• **TEXTAUSZUG**
Aber drittens gilt: Gottes Liebe wird einmal völlig sichtbar sein. Zu Weihnachten ist er zum ersten Mal gekommen, am Jüngsten Tag wird er wieder­kommen. Zu Weihnachten waren Gottes Reichtum und Macht verhüllt in der Schwachheit eines Neu­geborenen, der unter armseligen Umständen zur Welt kam. Am Jüngsten Tag aber wird er mit Kraft und Herrlich­keit wieder­kommen, sodass nicht nur die Gottes­kinder, sondern alle Welt erkennen wird: Er ist wahrhaftig der Herr! Er wird dann mit seinem siegreich verklärten Auf­erstehungs­leib erscheinen und alle, die zu ihm gehören, mit sich nehmen in die ewige Seligkeit. Zu Weihnachten hat er die Tür zum Paradies auf­geschlos­sen, die uns um unserer Sünde willen versperrt war, und am Jüngsten Tag wird er uns an die Hand nehmen und durch diese offene Tür hindurch­führen. Ja, dann wird Gottes Liebe völlig sichtbar werden. Wir werden sie dann auch am eigenen Leib sehen können: Alle Krankheiten und Be­hinderun­gen werden dann geheilt sein, und alle Tränen wird Gott dann abwischen. Es wird so sein, wie Johannes verhieß: „Wenn Christus sichtbar wieder­kommen wird, werden wir ihm so gleichen, wie wir ihn dann seinerseits mit seiner wahren Gestalt sehen werden.“ Auch wir werden dann einen siegreich verklärten Auf­erstehungs­leib haben, wie er. Und was unsere Heiligung anbetrifft, so wird sie dann kein Problem mehr darstellen: Im Himmel werden wir so sündlos leben, wie Jesus immer gelebt hat und wie es seiner voll­kommenen Vergebung entspricht. Eia, wärn wir da! Amen.

Diese Predigt wurde erstmals gehalten im Jahre 2013.

• **AUFGABE 1**
Nenne alle Sätze der Predigt, die mit „Zu Weihnachten“ beginnen, und gib jeweils an, was darin über diesen Zeitpunkt gesagt wird.
• **AUFGABE 2**
Beantworte anhand der Predigt diese Fragen:
(a) In welchem Jahr wurde sie erstmals gehalten?
(b) Was wird Gott laut der Predigt abwischen?
(c) Wer wird neben den Gotteskindern am Jüngsten Tag erkennen, dass er wahrhaftig der Herr ist?

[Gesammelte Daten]
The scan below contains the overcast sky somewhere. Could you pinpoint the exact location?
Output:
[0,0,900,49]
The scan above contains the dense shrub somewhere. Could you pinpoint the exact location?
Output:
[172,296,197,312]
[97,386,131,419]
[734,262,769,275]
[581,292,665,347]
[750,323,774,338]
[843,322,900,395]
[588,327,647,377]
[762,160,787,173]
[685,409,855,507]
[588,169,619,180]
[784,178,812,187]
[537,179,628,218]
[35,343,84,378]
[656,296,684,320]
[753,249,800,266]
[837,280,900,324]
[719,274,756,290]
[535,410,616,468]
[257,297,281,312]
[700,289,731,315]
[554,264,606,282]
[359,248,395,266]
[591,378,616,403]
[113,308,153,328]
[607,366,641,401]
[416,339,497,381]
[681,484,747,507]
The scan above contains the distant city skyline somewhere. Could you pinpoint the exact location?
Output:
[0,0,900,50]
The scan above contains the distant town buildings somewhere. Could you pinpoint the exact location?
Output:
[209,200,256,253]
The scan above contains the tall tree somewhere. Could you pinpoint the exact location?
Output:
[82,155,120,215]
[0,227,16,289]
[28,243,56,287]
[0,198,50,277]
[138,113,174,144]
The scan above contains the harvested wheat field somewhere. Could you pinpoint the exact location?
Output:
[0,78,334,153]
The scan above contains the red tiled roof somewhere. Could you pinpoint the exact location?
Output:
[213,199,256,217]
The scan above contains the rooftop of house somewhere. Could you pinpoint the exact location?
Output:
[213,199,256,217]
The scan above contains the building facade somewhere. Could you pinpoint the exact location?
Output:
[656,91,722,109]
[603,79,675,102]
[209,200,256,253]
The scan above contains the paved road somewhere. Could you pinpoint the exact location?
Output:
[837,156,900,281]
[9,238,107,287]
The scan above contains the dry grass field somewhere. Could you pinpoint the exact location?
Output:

• **ANTWORTFELD 1**
1. Er ist zu Weihnachten zum ersten Mal gekommen.
2. Gottes Reichtum und Macht waren verhüllt in der Schwachheit eines Neugeborenen, der unter armseligen Umständen zur Welt kam.
3. Er hat die Tür zum Paradies aufgeschlossen, die uns um unserer Sünde willen versperrt war.

• **ANTWORTFELD 2**
(a) Im Jahr 2013.
(b) Alle Tränen.
(c) Alle Welt.